**Goals**
[1] List the three changes that the NHS pension thread says the 2008 pension scheme brought in.
[2] Print the part of the NHS pension thread starting at "In yesteryear you" and ending at "(3/80ths) of £166,500.".
[3] Proceed with the NHS pension thread from where it stops.

OK to understand the the "cost control" mechanism we need to revisit history of the NHS pension scheme (and other similar pension schemes).
In yesteryear you gave a lifetime of public service & (deservingly) got a good “final salary” pension.
3/n
Back in those good old days, you paid 5 or 6% gross salary & got "80ths" for each year.
For example you worked 37 years & final salary £120k, pension= 37/80ths x £120k=£55,500 (& in the old days no AA/LTA but that's another matter!)
4/
You would get £55k pension at normal retirement age- 60yrs fo most (even younger for some) & it would be index linked to inflation, plus a lump sum (3/80ths) of £166,500.
But as people lived longer and longer (spending more time in retirement), government worried about cost
5/
For the NHS they first introduced the 2008 pension scheme. This was
❌more expensive for members than the historical scheme
❌pushed normal retirement age to 65
✔️ introduced an employer cost ceiling could factor in automatic adjustments to maintain a fixed cost level
6/
But hungry for yet more savings, government commissioned Lord Hutton in 2011 to review public sector pension accross the board, even though the NHS had already taken steps to reduce and fix those costs
7/
Hutton knew those in the NHS & elsewhere would be unhappy with further changes, so there was a "25-year guarantee" to try and prevent yet further changes, but equally to ensure costs to the taxpayer remained within a certain *affordable* envelope. This was the "cost cap".

(Stored records)
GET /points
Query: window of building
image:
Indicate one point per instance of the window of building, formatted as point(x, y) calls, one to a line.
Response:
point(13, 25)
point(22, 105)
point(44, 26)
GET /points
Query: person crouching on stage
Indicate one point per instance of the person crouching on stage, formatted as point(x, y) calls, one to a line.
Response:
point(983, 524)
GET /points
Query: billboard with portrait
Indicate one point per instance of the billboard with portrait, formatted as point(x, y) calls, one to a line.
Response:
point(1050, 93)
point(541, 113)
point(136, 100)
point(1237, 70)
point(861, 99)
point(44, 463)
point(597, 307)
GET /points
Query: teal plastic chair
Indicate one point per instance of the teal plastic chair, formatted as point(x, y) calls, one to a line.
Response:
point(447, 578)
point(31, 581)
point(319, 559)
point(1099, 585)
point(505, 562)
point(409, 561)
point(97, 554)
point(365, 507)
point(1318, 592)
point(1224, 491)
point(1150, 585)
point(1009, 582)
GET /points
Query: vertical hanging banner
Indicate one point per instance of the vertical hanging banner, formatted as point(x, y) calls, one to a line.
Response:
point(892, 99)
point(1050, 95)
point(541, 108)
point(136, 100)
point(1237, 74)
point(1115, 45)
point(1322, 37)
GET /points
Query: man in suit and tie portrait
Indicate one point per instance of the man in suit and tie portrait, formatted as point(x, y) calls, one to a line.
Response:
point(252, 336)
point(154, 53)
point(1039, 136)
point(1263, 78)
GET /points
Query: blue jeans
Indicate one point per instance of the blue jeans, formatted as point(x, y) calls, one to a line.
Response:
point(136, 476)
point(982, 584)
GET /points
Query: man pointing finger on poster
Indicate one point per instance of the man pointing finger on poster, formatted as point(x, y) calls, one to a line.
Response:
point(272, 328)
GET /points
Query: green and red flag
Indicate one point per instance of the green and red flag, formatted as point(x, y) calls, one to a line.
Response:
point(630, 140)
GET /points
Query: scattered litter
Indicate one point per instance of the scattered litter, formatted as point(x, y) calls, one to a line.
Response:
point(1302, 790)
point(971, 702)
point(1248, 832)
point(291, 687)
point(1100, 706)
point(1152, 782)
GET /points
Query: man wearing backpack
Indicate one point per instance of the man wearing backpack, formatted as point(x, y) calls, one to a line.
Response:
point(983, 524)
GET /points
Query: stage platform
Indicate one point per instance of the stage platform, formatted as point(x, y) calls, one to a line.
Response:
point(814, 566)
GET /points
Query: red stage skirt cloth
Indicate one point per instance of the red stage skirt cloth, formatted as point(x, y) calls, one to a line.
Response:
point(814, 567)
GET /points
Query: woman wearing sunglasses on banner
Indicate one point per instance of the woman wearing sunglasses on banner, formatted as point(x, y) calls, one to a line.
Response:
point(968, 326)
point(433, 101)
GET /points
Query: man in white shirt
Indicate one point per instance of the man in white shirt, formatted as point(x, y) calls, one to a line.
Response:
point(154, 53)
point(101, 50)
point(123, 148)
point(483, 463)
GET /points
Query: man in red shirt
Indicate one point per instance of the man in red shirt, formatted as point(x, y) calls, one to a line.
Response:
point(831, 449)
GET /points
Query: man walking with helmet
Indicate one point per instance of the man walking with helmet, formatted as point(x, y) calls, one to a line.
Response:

**Written responses**
[1]
- More expensive for members than the historical scheme
- Pushed normal retirement age to 65
- Introduced an employer cost ceiling that could factor in automatic adjustments to maintain a fixed cost level

[2]
In yesteryear you gave a lifetime of public service & (deservingly) got a good “final salary” pension.
3/n
Back in those good old days, you paid 5 or 6% gross salary & got "80ths" for each year.
For example you worked 37 years & final salary £120k, pension= 37/80ths x £120k=£55,500 (& in the old days no AA/LTA but that's another matter!)
4/
You would get £55k pension at normal retirement age- 60yrs fo most (even younger for some) & it would be index linked to inflation, plus a lump sum (3/80ths) of £166,500.

[3]
8/
Importantly Lord Hutton also explicitly warned government
⚫it was not necessary to give special protections to older members
⚫doing this would also not be possible due to age discrimination law
Government ignored Lord Hutton & introduced "transitional protection" anyway
9/
So Hutton made certain promises to those working in the pubic sector, and also to taxpayers. This came with a 25 year guarantee so that the "fixed cost" would be controlled with a "cost cap".
10/ The intention of the cost cap is to keep scheme costs at a "target" percentage of employee's pensionable pay.
The cost cap currently operates "symmetrically" around this target +/- 2%.
The government's actuary does a valuation every 4 years to compare against this target.
11/
If costs are ⬆️2% thats a "ceiling" breach
If costs are ⬇️2% thats a "floor" breach
Breaches are corrected by changing pension contributions or benefits (accrual) to keep the cost within 2% of target, to keep the 25 year promise to staff & taxpayers alike.
That's fair ?
12/
So if there is a ceiling breach (i.e. scheme's are too expensive) thats corrected with ⬆️contributions and/or⬇️benefits to bring to target.
If there is a floor breach (i.e. scheme's are too cheap) thats corrected with ⬇️contributions and/or⬆️benefits to bring to target
13/
The most recent provisional valuation (2016) showed the NHS scheme was considerably cheaper than anticipated i.e. a floor breach.
The reasons for this are complicated including (disgraceful) pay restraint, the rate of change of longevity & some complex technical factors.
14/
When there is a breach it is discussed in the Scheme Advisory Board / TAG group (which @TheBMA representatives and I sit on).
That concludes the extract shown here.